- **To be done**
Report how many lines in the items below contain the string "raised". Give only the number.

- **Exercise inputs**
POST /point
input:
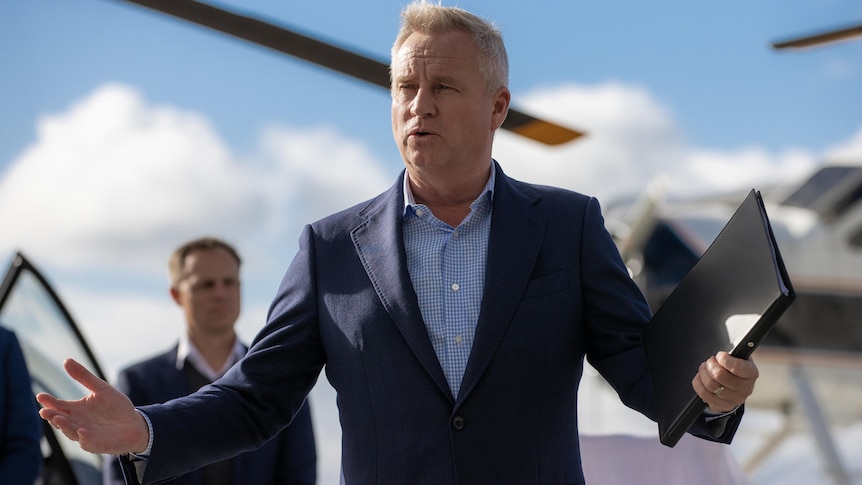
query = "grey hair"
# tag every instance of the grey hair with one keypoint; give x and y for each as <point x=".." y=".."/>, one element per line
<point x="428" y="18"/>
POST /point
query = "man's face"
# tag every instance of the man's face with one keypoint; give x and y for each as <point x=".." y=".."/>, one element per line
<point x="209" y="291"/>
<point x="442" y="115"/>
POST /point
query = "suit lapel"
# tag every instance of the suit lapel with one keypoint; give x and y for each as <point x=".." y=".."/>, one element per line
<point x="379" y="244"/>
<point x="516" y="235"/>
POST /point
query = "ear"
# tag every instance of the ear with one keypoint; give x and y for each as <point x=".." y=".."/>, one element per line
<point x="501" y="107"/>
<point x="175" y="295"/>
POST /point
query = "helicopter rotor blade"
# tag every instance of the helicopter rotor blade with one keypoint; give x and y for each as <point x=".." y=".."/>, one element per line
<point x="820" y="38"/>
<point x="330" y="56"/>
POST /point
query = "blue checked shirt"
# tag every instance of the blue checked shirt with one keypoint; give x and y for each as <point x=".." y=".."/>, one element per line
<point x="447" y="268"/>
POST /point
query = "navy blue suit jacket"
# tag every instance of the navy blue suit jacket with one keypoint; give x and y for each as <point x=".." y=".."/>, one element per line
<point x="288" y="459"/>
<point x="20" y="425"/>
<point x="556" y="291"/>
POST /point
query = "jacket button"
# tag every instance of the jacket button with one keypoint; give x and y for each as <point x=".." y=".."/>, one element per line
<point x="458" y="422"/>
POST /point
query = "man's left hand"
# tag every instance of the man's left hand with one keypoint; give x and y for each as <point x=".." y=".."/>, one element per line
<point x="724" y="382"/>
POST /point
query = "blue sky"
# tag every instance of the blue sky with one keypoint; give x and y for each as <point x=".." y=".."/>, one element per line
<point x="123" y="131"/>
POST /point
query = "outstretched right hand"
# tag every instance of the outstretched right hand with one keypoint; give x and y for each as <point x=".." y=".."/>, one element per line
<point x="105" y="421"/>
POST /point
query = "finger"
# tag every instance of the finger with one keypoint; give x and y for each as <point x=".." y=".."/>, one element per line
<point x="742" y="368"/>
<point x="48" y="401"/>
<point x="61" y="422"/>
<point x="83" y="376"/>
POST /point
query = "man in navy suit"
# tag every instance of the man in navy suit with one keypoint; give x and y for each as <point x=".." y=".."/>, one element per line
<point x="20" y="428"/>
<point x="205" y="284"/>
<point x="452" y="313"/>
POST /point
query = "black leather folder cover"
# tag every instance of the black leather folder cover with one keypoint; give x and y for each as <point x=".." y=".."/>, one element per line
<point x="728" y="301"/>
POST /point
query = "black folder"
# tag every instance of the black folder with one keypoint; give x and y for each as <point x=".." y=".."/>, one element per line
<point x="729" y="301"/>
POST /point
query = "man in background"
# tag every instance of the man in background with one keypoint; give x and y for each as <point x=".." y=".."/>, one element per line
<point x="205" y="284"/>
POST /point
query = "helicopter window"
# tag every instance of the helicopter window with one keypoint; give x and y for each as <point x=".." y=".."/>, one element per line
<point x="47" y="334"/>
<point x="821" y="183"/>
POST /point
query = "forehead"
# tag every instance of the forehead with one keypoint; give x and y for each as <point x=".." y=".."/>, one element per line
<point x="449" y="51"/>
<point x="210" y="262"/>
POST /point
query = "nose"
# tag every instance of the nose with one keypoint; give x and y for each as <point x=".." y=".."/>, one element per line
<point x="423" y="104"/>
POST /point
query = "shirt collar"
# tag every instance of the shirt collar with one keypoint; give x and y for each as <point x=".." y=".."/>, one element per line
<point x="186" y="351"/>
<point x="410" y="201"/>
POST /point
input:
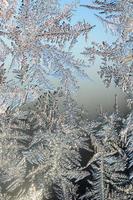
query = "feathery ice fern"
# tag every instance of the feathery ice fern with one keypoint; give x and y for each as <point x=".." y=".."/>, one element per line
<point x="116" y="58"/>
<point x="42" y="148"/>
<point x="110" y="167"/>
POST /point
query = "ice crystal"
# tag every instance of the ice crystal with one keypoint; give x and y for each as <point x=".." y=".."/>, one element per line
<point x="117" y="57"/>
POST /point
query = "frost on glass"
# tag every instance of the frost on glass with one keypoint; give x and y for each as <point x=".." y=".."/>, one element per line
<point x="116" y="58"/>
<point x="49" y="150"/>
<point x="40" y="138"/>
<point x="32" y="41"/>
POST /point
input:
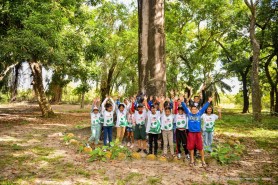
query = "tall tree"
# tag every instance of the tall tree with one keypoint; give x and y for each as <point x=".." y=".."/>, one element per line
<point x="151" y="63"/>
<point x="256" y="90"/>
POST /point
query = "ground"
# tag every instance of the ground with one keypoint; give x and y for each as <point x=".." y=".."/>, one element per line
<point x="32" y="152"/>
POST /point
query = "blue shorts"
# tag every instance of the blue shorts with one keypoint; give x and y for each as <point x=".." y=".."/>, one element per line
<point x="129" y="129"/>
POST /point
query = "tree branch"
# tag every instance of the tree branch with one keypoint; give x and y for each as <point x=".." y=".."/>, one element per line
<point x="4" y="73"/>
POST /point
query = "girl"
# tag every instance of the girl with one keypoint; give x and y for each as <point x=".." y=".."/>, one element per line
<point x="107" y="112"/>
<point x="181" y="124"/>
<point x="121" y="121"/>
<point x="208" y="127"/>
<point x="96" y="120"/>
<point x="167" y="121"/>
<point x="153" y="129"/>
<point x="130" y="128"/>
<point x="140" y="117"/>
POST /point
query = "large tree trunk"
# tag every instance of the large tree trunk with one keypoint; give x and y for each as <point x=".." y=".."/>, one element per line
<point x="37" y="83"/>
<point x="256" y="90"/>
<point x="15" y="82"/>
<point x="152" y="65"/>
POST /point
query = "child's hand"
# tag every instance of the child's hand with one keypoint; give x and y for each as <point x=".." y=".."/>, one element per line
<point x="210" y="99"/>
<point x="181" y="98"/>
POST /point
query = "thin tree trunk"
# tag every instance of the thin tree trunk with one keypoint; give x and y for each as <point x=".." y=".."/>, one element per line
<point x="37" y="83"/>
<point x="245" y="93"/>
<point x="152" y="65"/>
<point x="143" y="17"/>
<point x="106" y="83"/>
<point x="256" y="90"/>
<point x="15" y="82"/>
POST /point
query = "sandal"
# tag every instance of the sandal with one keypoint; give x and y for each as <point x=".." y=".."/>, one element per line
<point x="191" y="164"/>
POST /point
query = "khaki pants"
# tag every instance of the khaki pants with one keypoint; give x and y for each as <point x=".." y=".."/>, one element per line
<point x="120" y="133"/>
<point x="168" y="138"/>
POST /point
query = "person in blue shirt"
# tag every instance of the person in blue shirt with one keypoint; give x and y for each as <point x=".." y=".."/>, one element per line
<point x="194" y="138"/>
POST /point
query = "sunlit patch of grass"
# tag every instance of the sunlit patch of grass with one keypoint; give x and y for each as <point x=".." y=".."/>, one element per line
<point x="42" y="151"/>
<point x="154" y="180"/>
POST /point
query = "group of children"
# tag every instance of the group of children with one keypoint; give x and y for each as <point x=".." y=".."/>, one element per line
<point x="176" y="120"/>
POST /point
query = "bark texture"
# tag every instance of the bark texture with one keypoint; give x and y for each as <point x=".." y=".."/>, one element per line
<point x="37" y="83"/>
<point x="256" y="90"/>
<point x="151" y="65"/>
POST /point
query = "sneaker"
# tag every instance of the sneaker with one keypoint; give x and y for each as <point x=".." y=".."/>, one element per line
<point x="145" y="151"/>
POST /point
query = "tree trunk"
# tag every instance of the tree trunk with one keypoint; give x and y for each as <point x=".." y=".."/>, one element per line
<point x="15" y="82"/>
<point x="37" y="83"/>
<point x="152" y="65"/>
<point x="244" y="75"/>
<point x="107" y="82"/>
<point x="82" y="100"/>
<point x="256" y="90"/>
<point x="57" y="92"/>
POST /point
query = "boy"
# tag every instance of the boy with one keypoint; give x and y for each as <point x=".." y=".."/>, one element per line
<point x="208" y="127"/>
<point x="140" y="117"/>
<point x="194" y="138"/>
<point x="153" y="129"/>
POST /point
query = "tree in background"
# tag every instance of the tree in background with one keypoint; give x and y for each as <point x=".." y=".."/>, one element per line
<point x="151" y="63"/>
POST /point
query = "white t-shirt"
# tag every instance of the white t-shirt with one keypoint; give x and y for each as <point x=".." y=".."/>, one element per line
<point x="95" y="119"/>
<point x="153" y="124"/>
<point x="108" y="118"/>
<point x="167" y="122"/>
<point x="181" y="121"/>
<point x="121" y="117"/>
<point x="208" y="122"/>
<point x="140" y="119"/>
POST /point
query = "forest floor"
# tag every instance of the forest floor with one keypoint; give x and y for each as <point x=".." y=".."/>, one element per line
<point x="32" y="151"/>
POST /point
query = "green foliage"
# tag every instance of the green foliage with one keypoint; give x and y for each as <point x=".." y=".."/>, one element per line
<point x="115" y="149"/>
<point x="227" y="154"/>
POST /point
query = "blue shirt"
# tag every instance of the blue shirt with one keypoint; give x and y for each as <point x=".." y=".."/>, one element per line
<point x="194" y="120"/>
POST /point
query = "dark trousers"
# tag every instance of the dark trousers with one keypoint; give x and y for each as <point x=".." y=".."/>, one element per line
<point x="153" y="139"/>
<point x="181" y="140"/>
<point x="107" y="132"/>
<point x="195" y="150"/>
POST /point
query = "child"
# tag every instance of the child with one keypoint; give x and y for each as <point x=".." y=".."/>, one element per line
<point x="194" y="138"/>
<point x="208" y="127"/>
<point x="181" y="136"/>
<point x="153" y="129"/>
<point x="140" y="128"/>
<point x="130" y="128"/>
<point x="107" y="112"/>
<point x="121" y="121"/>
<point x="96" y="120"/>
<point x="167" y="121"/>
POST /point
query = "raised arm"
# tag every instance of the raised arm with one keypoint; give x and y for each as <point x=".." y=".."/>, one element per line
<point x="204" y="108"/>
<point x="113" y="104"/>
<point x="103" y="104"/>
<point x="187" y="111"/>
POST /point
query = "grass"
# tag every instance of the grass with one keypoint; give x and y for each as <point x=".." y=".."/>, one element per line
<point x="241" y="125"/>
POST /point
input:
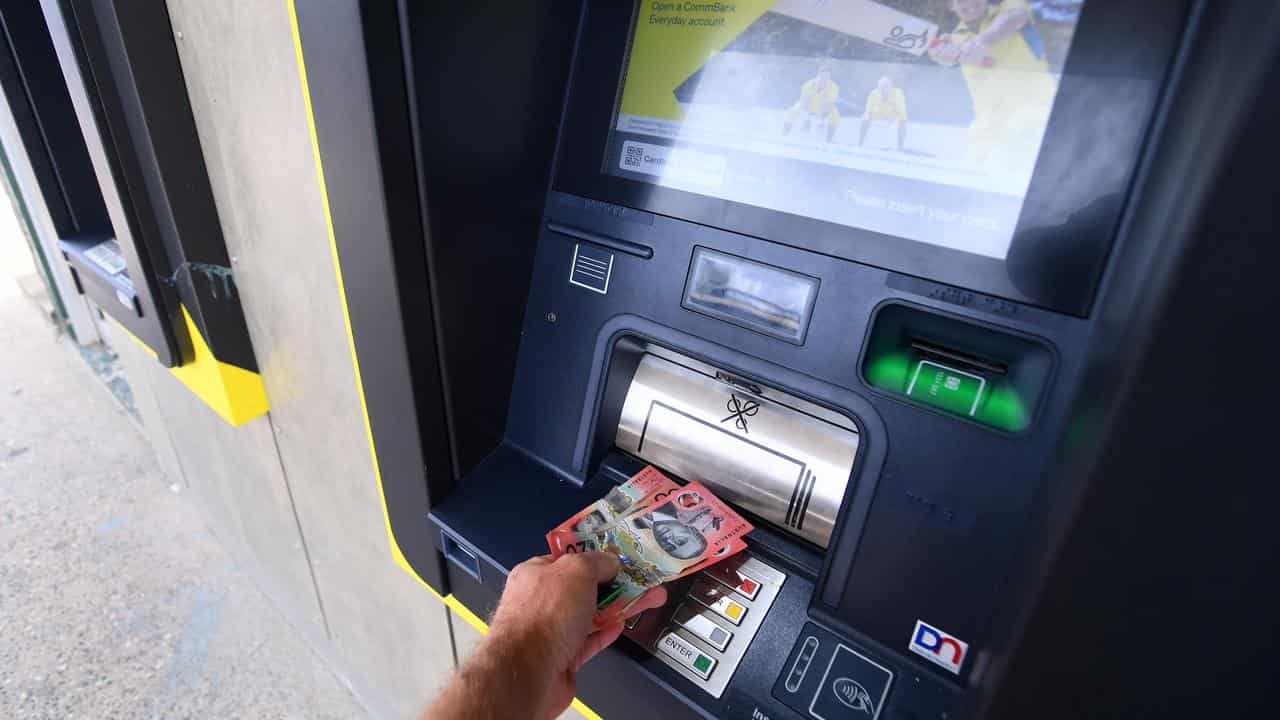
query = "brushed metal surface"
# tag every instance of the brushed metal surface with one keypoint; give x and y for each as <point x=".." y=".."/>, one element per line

- **Response**
2